──────── INPUT DATA

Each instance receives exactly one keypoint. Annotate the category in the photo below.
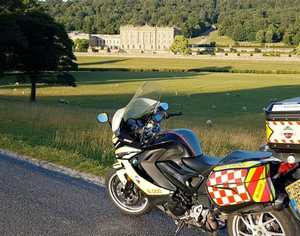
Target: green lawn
(206, 65)
(68, 134)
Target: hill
(244, 20)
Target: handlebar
(169, 115)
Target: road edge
(97, 180)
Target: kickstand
(180, 226)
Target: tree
(239, 33)
(298, 50)
(288, 38)
(260, 36)
(269, 36)
(81, 45)
(180, 45)
(33, 43)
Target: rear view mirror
(102, 118)
(164, 106)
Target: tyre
(129, 198)
(279, 223)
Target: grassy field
(214, 37)
(61, 126)
(204, 65)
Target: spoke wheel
(258, 224)
(128, 198)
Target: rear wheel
(270, 223)
(129, 199)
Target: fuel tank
(162, 160)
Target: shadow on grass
(246, 104)
(107, 77)
(101, 62)
(212, 69)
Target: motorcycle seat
(203, 163)
(241, 156)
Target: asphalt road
(35, 201)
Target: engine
(186, 212)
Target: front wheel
(129, 199)
(273, 223)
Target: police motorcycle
(250, 193)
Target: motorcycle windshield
(145, 100)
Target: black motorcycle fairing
(187, 138)
(202, 164)
(147, 161)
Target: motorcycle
(250, 193)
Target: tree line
(244, 20)
(33, 47)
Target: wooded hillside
(244, 20)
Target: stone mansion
(133, 39)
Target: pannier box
(283, 125)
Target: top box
(283, 125)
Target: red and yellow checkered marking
(226, 187)
(237, 186)
(276, 134)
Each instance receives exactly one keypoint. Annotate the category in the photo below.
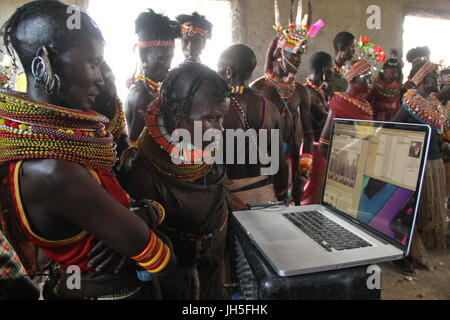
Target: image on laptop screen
(372, 175)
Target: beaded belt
(186, 236)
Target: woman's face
(390, 75)
(362, 82)
(431, 81)
(192, 46)
(348, 51)
(207, 109)
(80, 74)
(156, 62)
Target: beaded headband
(155, 43)
(423, 72)
(445, 78)
(296, 36)
(189, 29)
(356, 69)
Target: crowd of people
(91, 183)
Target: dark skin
(427, 86)
(357, 88)
(319, 100)
(61, 197)
(156, 62)
(193, 46)
(205, 108)
(299, 106)
(251, 104)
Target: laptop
(368, 206)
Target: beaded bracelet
(155, 256)
(305, 164)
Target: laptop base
(259, 281)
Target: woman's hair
(394, 64)
(241, 57)
(45, 23)
(417, 52)
(183, 82)
(154, 26)
(342, 39)
(197, 20)
(320, 60)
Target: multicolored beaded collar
(429, 111)
(158, 151)
(152, 85)
(388, 90)
(238, 89)
(357, 103)
(286, 89)
(32, 130)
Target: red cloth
(313, 187)
(74, 251)
(342, 108)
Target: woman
(319, 86)
(178, 174)
(385, 95)
(420, 105)
(65, 196)
(351, 104)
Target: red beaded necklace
(157, 150)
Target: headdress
(155, 30)
(423, 72)
(372, 54)
(194, 23)
(296, 36)
(356, 68)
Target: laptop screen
(373, 174)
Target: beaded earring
(42, 72)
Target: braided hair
(44, 23)
(197, 20)
(182, 83)
(154, 26)
(320, 60)
(241, 57)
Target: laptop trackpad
(278, 232)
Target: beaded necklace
(389, 90)
(72, 135)
(363, 106)
(311, 84)
(285, 89)
(117, 124)
(238, 89)
(429, 111)
(152, 85)
(157, 150)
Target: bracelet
(323, 140)
(148, 249)
(164, 264)
(159, 210)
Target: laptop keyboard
(325, 231)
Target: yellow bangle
(163, 265)
(155, 258)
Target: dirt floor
(424, 285)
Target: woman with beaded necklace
(350, 104)
(64, 195)
(192, 190)
(250, 111)
(420, 105)
(156, 44)
(385, 95)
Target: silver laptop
(368, 206)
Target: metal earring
(42, 72)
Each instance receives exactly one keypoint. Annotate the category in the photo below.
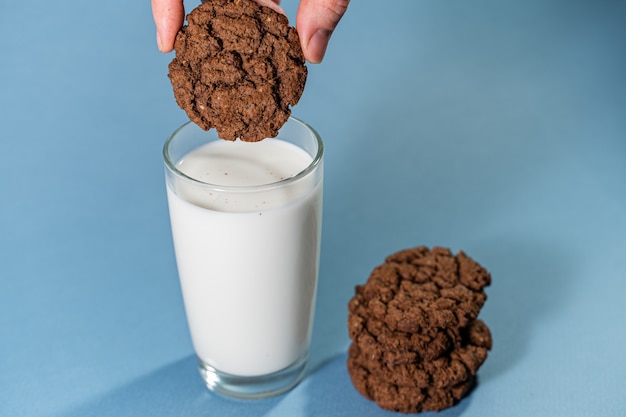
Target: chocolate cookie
(419, 288)
(416, 340)
(449, 369)
(402, 398)
(238, 68)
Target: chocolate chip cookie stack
(416, 340)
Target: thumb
(316, 20)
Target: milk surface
(247, 261)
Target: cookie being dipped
(238, 68)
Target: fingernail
(318, 44)
(159, 42)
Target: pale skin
(315, 21)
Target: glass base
(253, 387)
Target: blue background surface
(493, 126)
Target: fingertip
(315, 48)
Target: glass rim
(171, 166)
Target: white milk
(247, 264)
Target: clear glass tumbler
(246, 223)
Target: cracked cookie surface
(416, 341)
(238, 68)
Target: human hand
(315, 22)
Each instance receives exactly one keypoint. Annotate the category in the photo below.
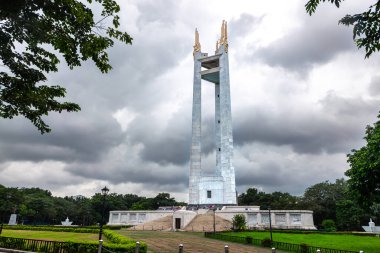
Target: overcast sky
(301, 95)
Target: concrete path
(168, 242)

────────────────

| TASK ITEM |
Retype all entries exactly; omit pictures.

| RESPONSE BELOW |
Each instance receives exactly one keypoint. Annotate the category in the photo below.
Target: green lawn
(206, 65)
(68, 134)
Target: hill
(244, 20)
Target: handlebar
(169, 115)
Target: road edge
(97, 180)
Target: kickstand
(180, 226)
Target: tree
(239, 33)
(298, 50)
(288, 38)
(260, 36)
(269, 36)
(81, 45)
(180, 45)
(33, 43)
Target: rear view mirror
(102, 118)
(164, 106)
Target: tyre
(129, 198)
(279, 223)
Target: grassy field
(214, 37)
(61, 126)
(204, 65)
Target: spoke wheel
(258, 224)
(128, 198)
Target: rear wheel
(270, 223)
(129, 199)
Target: fuel tank
(162, 160)
Target: shadow on grass
(246, 104)
(107, 77)
(101, 62)
(212, 69)
Target: motorcycle seat
(203, 163)
(241, 156)
Target: asphalt road
(35, 201)
Target: engine
(186, 212)
Target: front wheel
(129, 199)
(273, 223)
Target: police motorcycle
(250, 193)
Target: motorcycle windshield
(145, 100)
Target: black motorcycle fairing
(187, 138)
(202, 164)
(147, 161)
Target: motorcycle
(250, 193)
Target: tree line
(244, 20)
(33, 47)
Target: wooded hillside
(244, 20)
Target: stone mansion
(133, 39)
Target: pannier box
(283, 125)
Target: top box
(283, 125)
Target: red and yellow checkered marking
(226, 187)
(237, 186)
(276, 134)
Each instance receives exactly one keypoint. Annotate the category in the photo below.
Target: image on laptop screen
(372, 175)
Target: beaded belt
(186, 236)
Target: woman's face
(390, 75)
(362, 82)
(431, 81)
(192, 46)
(348, 51)
(207, 109)
(80, 74)
(156, 62)
Target: beaded headband
(155, 43)
(423, 72)
(445, 78)
(296, 36)
(189, 29)
(356, 69)
Target: crowd of people
(91, 183)
Target: dark skin
(427, 86)
(357, 88)
(319, 100)
(61, 197)
(156, 62)
(193, 46)
(205, 108)
(299, 106)
(251, 104)
Target: laptop
(368, 206)
Target: beaded bracelet
(155, 256)
(305, 164)
Target: laptop base
(259, 281)
Target: woman's hair
(394, 64)
(241, 57)
(45, 23)
(417, 52)
(183, 82)
(154, 26)
(342, 39)
(197, 20)
(320, 60)
Target: multicolored beaded collar
(429, 111)
(158, 151)
(152, 85)
(388, 90)
(238, 89)
(357, 103)
(286, 89)
(32, 130)
Target: red cloth
(313, 187)
(74, 251)
(342, 108)
Target: woman
(319, 86)
(178, 174)
(385, 95)
(420, 105)
(65, 196)
(351, 104)
Target: red beaded necklace
(157, 150)
Target: headdress
(155, 30)
(423, 72)
(372, 54)
(194, 23)
(296, 36)
(356, 68)
Target: laptop screen
(373, 174)
Target: beaded earring
(42, 72)
Target: braided hair
(44, 23)
(197, 20)
(182, 83)
(154, 26)
(320, 60)
(241, 57)
Target: laptop trackpad
(278, 232)
Target: beaded necklace
(389, 90)
(72, 135)
(363, 106)
(311, 84)
(285, 89)
(117, 124)
(238, 89)
(429, 111)
(152, 85)
(157, 150)
Target: bracelet
(323, 140)
(148, 249)
(164, 264)
(159, 210)
Target: laptop keyboard
(325, 231)
Target: yellow bangle
(163, 265)
(155, 258)
Target: dirt floor
(424, 285)
Target: woman with beaded necklace
(350, 104)
(64, 195)
(192, 190)
(250, 111)
(420, 105)
(156, 44)
(385, 95)
Target: silver laptop
(368, 206)
Target: metal earring
(42, 72)
Each instance receives exactly one keypoint. Annotate the category in the photo below.
Target: chocolate cookie
(419, 288)
(416, 340)
(449, 369)
(402, 398)
(238, 68)
Target: chocolate chip cookie stack
(416, 340)
Target: thumb
(316, 20)
Target: milk surface
(247, 261)
Target: cookie being dipped
(238, 68)
Target: fingernail
(318, 44)
(159, 42)
Target: pale skin
(315, 21)
Target: glass base
(253, 387)
Target: blue background surface
(493, 126)
Target: fingertip
(315, 48)
Target: glass rim
(171, 166)
Target: white milk
(247, 264)
Target: clear glass tumbler
(246, 223)
Target: cracked cookie surface
(416, 341)
(238, 68)
Target: human hand
(315, 22)
Each instance receives exactly one keypoint. Annotate the category in the photo below.
Target: overcast sky
(301, 95)
Target: concrete path
(168, 242)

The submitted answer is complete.